Please lay out every line of the listing below as a Markdown table with the columns Row and Line, numbering each line and skipping any blank ones. Omit the pictures from the table.

> [Records for processing]
>> start

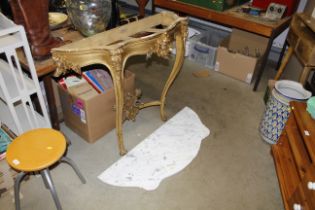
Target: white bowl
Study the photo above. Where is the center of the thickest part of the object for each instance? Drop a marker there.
(292, 90)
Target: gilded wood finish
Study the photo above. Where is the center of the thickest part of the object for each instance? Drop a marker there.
(154, 34)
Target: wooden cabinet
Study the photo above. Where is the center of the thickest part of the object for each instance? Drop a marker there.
(294, 157)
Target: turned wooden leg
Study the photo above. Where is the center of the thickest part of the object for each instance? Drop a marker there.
(179, 59)
(284, 63)
(119, 95)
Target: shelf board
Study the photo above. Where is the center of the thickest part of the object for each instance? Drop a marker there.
(12, 88)
(6, 117)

>> end

> [Result of the exercise]
| Row | Line |
|---|---|
| 1 | Target: white bowl |
| 2 | Study the photo above. Where is the center of the thickest part of the object for each instance? Drop a marker there. |
| 3 | (292, 90) |
| 4 | Target: gilded wood finish |
| 5 | Study the photo above. Where is the center of the thickest part of the object for each instance? Drop a marker there. |
| 6 | (154, 34) |
| 7 | Target: wooden cabinet |
| 8 | Study the photo above. Where is the center of the thickest part of the object for each instance? Drop a marker there. |
| 9 | (294, 157) |
| 10 | Target: turned wooden leg |
| 11 | Study the photo above. Where is the center of the thickest part of the object for each instance? Drop a marker there. |
| 12 | (179, 59) |
| 13 | (284, 63) |
| 14 | (119, 95) |
| 15 | Target: shelf board |
| 16 | Study the photo above. Where is the center of the thickest part of the object for each instance? Drop a marker there. |
| 17 | (12, 88) |
| 18 | (6, 117) |